— SELECTED EXCERPT —
Lubrication an issue
“It was found that the train’s wheel flanges and the rail’s gauge-face had low levels of lubrication,” the Bureau noted.
The report states the outer rail at the point of derailment was clean and dry, with no visual evidence of either lubricants, or contaminants and with a roughened surface. Below the worn gauge-face there were steel filings on the rail foot and ballast.
“The presence of both the rough gauge-face surface and metal filings below the rail were indicative of high friction and wear conditions and hence indicated a probable deficiency of lubrication between gauge-face and wheel-flange.”
The Bureau’s report found the performance of rail lubricators on Melbourne’s metropolitan network had diminished prior to the derailment, “probably the result of a decline in lubricator maintenance”.
“Rail lubricator maintenance was being transferred from contractors to Metro Trains Melbourne (MTM) staff and this transition was not adequately managed,” the Bureau said.
MTM uses mechanical rail lubricators, known colloquially as ‘grease pots’, to dispense grease to the rail gauge-face at certain locations. The grease pot intended to prepare trains for the Rushall curve, travelling towards Melbourne, was located roughly 20 metres past Merri Station, around 330 metres before the curve.
Throughout 2015, maintenance for MTM’s grease pots was contracted out to Sunstone Resources. MTM documents show the last monthly inspection of the grease pot in question took place in December 2015, but after that the contract with Sunstone was ended, with MTM to take over grease pot maintenance and inspection.
“MTM advised that it had been difficult to organise safeworking arrangements for access to the track during this transition period and that lubrication activities were subsequently fully re-established in February 2016 … monthly inspection and maintenance had been conducted through to December 2015, [but] no further maintenance had then occurred until after the derailment (on February 6, 2016).”
Curve was unique
In addition to lubrication, the Bureau found the derailment could, potentially, have been avoided with changes to the track.
“The derailment at this point on the curve was triggered by a lateral angular discontinuity at a mechanical rail joint, resulting in a localised increase in the wheel-to-rail lateral force,” the Bureau wrote.
“The network’s track geometry standard did not preclude the presence of such a discontinuity.”
Known as the ‘Rushall curve’, the section of track is a 118-metre radius-curve, the most severe mainline curve on the MTM network. It had a permanent speed restriction in the Up direction of 30 km/h at the time of the incident.

— GIVEN RECORDS —
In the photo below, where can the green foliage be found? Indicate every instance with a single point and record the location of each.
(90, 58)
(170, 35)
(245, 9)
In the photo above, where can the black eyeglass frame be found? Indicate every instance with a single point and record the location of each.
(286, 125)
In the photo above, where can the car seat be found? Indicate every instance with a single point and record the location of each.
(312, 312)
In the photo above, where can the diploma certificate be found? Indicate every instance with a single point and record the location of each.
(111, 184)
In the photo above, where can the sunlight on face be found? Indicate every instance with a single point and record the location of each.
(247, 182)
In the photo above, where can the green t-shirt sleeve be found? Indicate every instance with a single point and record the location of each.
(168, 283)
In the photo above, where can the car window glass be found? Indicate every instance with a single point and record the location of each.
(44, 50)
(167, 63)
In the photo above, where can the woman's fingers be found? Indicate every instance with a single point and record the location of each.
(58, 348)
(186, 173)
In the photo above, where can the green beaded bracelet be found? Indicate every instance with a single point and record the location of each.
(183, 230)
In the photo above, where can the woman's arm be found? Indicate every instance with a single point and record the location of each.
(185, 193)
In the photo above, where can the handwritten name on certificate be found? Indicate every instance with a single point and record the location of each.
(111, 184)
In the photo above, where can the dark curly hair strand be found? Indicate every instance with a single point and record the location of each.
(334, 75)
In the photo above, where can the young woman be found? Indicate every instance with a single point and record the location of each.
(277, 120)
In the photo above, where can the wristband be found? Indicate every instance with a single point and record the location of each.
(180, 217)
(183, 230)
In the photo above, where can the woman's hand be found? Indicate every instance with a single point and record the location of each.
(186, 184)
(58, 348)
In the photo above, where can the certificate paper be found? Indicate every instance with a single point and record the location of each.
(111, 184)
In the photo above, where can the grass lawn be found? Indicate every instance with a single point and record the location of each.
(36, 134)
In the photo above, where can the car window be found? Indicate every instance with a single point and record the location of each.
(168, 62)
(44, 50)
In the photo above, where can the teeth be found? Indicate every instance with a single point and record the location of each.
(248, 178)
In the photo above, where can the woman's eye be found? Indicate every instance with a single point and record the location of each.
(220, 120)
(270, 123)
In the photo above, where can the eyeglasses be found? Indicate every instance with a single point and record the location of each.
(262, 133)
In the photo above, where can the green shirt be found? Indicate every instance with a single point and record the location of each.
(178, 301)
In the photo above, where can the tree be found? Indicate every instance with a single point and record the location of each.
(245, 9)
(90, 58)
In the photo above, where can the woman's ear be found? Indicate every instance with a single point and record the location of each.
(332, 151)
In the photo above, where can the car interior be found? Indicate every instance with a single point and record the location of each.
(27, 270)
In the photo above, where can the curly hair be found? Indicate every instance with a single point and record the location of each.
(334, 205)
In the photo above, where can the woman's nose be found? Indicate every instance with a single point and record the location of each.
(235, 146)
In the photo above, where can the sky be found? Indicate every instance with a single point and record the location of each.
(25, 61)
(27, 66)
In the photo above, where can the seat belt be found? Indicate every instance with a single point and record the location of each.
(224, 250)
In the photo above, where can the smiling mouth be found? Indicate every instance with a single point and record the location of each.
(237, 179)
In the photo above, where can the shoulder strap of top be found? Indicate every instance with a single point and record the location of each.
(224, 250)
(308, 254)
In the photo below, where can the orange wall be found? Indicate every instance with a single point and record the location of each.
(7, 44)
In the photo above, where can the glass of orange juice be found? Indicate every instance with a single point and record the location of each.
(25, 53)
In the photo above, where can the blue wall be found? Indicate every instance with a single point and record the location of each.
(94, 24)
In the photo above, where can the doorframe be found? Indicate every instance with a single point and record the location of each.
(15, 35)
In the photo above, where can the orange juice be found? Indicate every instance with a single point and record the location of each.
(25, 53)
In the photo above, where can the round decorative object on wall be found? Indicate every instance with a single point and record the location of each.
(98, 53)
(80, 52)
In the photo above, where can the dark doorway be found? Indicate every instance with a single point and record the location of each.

— INSTRUCTIONS —
**A)** In the derailment excerpt, which company was contracted to maintain MTM's grease pots throughout 2015?
**B)** Duplicate the derailment excerpt from "The report states" to "foot and ballast.".
**C)** Using the derailment excerpt, explain why the Bureau judged that lubrication between the gauge-face and the wheel flange was probably deficient.
The material after the text isn't needed for any of this work.

— ANSWERS FOR THE EXERCISE —
**A)** Sunstone Resources.

**B)**
The report states the outer rail at the point of derailment was clean and dry, with no visual evidence of either lubricants, or contaminants and with a roughened surface. Below the worn gauge-face there were steel filings on the rail foot and ballast.

**C)** The outer rail's gauge-face had a roughened surface, and steel filings lay below it on the rail foot and ballast. Both signs indicated high friction and wear conditions, which pointed to a probable lack of lubrication between the gauge-face and the wheel flange.